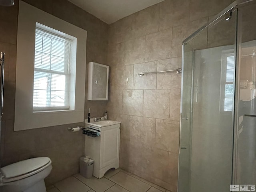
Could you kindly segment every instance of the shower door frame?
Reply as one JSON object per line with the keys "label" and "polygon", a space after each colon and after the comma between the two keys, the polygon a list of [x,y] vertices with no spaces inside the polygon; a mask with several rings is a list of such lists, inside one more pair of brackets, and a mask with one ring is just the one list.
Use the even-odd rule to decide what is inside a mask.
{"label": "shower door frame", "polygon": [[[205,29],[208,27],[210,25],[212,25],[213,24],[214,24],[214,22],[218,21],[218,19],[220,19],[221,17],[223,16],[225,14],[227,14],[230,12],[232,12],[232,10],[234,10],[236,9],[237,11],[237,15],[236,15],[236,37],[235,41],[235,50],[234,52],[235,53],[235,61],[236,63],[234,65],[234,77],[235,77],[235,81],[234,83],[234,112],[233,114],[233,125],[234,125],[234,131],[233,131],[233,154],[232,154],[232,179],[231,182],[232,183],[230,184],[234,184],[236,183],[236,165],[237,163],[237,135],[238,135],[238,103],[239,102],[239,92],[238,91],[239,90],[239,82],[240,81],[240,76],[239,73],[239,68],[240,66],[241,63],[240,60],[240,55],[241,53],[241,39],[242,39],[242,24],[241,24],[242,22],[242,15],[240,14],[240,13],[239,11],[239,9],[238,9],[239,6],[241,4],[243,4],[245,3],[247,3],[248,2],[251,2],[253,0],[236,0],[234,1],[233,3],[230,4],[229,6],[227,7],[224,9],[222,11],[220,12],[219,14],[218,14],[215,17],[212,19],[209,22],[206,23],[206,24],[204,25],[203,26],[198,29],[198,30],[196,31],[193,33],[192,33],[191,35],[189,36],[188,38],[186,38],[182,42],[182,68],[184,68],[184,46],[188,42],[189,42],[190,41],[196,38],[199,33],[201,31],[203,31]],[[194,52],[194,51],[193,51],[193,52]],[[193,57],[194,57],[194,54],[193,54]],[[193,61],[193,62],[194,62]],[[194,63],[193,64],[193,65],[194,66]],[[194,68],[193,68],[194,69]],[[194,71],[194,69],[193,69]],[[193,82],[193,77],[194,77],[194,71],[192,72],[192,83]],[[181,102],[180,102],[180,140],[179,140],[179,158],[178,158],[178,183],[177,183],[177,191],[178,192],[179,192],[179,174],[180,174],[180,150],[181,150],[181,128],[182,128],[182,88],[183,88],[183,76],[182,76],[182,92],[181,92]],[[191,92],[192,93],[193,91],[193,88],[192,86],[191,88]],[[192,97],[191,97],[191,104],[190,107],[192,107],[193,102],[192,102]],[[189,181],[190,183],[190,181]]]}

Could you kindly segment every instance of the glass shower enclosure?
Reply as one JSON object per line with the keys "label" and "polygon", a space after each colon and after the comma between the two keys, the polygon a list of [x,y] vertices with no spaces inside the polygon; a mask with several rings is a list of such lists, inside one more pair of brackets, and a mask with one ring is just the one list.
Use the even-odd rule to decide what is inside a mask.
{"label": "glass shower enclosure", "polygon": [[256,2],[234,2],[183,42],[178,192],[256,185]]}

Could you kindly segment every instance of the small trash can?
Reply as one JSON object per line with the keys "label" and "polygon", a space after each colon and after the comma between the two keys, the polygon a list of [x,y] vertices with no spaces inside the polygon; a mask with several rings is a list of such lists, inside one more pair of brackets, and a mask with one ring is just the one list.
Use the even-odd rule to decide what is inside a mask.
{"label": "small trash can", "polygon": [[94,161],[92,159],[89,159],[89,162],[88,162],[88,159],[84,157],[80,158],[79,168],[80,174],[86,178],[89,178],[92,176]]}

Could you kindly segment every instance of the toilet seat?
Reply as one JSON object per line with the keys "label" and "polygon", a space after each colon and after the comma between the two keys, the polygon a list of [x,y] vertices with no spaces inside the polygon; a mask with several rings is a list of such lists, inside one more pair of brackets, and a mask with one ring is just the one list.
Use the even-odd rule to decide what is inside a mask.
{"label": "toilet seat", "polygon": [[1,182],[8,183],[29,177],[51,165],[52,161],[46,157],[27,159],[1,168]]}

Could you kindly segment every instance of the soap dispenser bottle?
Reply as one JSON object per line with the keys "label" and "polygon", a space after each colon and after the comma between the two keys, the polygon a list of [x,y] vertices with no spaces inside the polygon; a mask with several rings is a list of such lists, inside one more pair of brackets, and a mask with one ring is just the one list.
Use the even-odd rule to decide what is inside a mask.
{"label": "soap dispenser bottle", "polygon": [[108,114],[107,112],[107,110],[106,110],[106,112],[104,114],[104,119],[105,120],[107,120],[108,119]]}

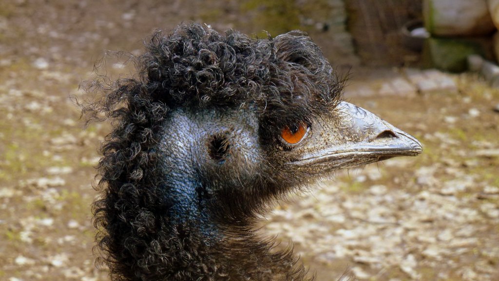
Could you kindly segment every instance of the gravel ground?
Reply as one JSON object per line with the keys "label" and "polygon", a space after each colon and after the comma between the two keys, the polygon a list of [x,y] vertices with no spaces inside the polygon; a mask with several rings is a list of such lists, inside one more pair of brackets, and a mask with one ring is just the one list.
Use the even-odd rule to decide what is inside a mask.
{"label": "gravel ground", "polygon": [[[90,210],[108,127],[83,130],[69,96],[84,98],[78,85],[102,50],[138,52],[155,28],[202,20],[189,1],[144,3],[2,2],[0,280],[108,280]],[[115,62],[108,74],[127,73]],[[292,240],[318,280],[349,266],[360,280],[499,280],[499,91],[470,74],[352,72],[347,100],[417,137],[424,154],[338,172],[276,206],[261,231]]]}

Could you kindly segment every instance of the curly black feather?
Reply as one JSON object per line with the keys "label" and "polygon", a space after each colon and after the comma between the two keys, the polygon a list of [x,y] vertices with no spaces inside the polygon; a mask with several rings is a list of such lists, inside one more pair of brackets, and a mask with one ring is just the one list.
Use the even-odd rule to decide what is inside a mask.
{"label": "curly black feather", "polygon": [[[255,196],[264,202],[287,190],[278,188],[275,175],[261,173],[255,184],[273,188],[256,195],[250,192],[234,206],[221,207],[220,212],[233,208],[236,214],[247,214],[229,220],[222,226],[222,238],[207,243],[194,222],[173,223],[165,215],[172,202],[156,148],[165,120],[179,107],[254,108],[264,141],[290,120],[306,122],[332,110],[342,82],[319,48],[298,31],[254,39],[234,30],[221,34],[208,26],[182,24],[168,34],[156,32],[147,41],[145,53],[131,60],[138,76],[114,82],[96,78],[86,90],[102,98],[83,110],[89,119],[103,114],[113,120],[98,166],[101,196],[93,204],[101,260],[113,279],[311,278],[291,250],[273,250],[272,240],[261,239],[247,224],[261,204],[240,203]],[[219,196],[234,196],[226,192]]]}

• **Problem**
Pull out every line of the listing from the one containing "Could you kindly segment every instance of the curly" through the end of the listing, both ends included, and reproduce them unchanged.

• **Correct result**
Could you kindly segment every instance of the curly black feather?
Reply as one JSON object per line with the keys "label" and "polygon", a space after each colon and after the comma between the two keys, the polygon a list of [x,y] vertices with no spaces inside the polygon; a mask with several rings is a list of such lists, inside one more pair of brackets, and a mask with one ring is just the one list.
Use the even-odd rule to decide what is inside a mask.
{"label": "curly black feather", "polygon": [[[255,196],[264,202],[287,190],[278,188],[275,175],[261,173],[255,184],[273,188],[256,195],[250,192],[234,206],[221,207],[220,212],[233,208],[236,214],[247,214],[229,220],[222,226],[222,238],[207,243],[194,222],[173,223],[165,215],[172,202],[156,148],[165,120],[179,107],[254,108],[264,141],[290,120],[306,122],[332,110],[342,82],[319,48],[298,31],[254,39],[234,30],[221,34],[208,26],[182,24],[168,34],[156,32],[147,41],[145,53],[131,60],[138,76],[114,82],[96,78],[86,90],[102,98],[83,110],[89,119],[103,114],[113,120],[98,166],[101,196],[93,204],[101,260],[113,279],[311,278],[291,250],[273,250],[272,240],[261,239],[247,224],[261,204],[240,203]],[[219,196],[234,196],[226,192]]]}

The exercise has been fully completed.